BEGIN EXTRACTED TEXT

Since its inception, UNHCR and partners have conducted some 600 surveys with an average of 100 surveys per year. The results of these are not only used by UNHCR to prioritize nutrition interventions; they also contribute to food security, WASH, health, and other forms of assistance programming and are the foundation of UNHCR collaboration with WFP, UNICEF and FAO.
Surveys on Inclusion of Refugees in National Systems
The inclusion of refugees into national health systems is a fundamental priority. When scarce resources are concentrated in one system instead of diluted amongst several, the health of the community – both hosts and refugees – is more likely to be positively impacted. To track progress towards the goal of inclusion, UNHCR has designed a detailed country-level inclusion survey to assess the extent to which refugees are included in host country’s health policies, plans and systems. Conducted every two years, the survey provides detailed information on the extent of inclusion and integration of refugees in national system, tracks progress over time and identifies areas where inclusion could be strengthened.
Balanced Score Card (BSC)
Access to healthcare of sufficient quality is critical to achieving Sustainable Development Goal 3 (“Ensure healthy lives and promote wellbeing for all at all ages”). While the HAUS monitors how refugees access and use healthcare, UNHCR’s balanced score card assesses the quality of services provided to refugees in primary healthcare facilities. The balanced score card allocates scores to a health facility in the following domains: services provided; staffing and coverage; equipment and supplies; quality of care; patient satisfaction. The balanced score care identifies gaps in healthcare inputs and capacities so that UNHCR and partners can develop targeted recommendations and monitor improvements over time. Based on balanced scorecard results, UNHCR supports the development and provision of appropriate staff capacity building, resources, technical support and documented good practices. Balance score cards are conducted at least annually and more frequently in case of low scores where clinics are in need of improvement.

END EXTRACTED TEXT
BEGIN SOURCE MATERIAL

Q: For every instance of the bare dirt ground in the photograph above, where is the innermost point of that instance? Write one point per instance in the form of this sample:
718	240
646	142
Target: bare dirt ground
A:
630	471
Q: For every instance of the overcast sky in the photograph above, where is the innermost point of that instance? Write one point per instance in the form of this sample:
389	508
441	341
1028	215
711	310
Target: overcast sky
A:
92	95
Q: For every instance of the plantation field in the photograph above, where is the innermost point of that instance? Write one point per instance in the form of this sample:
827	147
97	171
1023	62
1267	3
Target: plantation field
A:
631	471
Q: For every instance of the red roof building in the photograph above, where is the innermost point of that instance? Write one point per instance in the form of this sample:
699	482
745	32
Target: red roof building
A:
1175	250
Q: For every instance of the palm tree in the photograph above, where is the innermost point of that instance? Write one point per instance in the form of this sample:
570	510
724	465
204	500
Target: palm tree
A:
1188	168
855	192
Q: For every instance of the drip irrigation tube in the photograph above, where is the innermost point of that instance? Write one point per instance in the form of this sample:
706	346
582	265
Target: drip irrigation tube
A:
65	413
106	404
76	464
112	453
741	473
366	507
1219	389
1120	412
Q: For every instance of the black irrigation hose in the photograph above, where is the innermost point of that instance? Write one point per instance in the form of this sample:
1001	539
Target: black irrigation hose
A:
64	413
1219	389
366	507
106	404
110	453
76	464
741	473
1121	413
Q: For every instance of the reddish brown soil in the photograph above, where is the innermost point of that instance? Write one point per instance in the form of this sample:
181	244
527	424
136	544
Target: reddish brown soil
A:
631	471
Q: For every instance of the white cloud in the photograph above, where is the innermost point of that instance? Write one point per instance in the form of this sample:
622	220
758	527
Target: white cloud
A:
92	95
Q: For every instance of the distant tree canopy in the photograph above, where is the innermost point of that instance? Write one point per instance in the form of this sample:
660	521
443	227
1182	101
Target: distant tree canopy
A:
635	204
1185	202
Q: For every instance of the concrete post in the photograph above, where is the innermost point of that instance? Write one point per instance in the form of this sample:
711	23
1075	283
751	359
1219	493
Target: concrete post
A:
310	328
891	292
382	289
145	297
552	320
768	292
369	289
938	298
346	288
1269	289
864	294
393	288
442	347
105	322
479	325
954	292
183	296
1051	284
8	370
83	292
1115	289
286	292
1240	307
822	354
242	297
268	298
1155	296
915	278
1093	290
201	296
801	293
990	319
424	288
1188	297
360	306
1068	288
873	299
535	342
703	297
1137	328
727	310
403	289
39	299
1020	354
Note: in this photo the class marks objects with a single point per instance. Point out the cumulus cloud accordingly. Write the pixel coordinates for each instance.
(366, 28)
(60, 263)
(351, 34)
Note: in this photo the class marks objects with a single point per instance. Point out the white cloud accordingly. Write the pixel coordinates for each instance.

END SOURCE MATERIAL

TASKS FOR THIS EXERCISE →
A – Translate this sentence from the UNHCR survey text into French: "The inclusion of refugees into national health systems is a fundamental priority."
B – Write out the portion of the UNHCR survey text from "Surveys on Inclusion" to "Score Card (BSC)".

ANSWERS IN ORDER →
A – L'inclusion des réfugiés dans les systèmes de santé nationaux est une priorité fondamentale.

B –
Surveys on Inclusion of Refugees in National Systems
The inclusion of refugees into national health systems is a fundamental priority. When scarce resources are concentrated in one system instead of diluted amongst several, the health of the community – both hosts and refugees – is more likely to be positively impacted. To track progress towards the goal of inclusion, UNHCR has designed a detailed country-level inclusion survey to assess the extent to which refugees are included in host country’s health policies, plans and systems. Conducted every two years, the survey provides detailed information on the extent of inclusion and integration of refugees in national system, tracks progress over time and identifies areas where inclusion could be strengthened.
Balanced Score Card (BSC)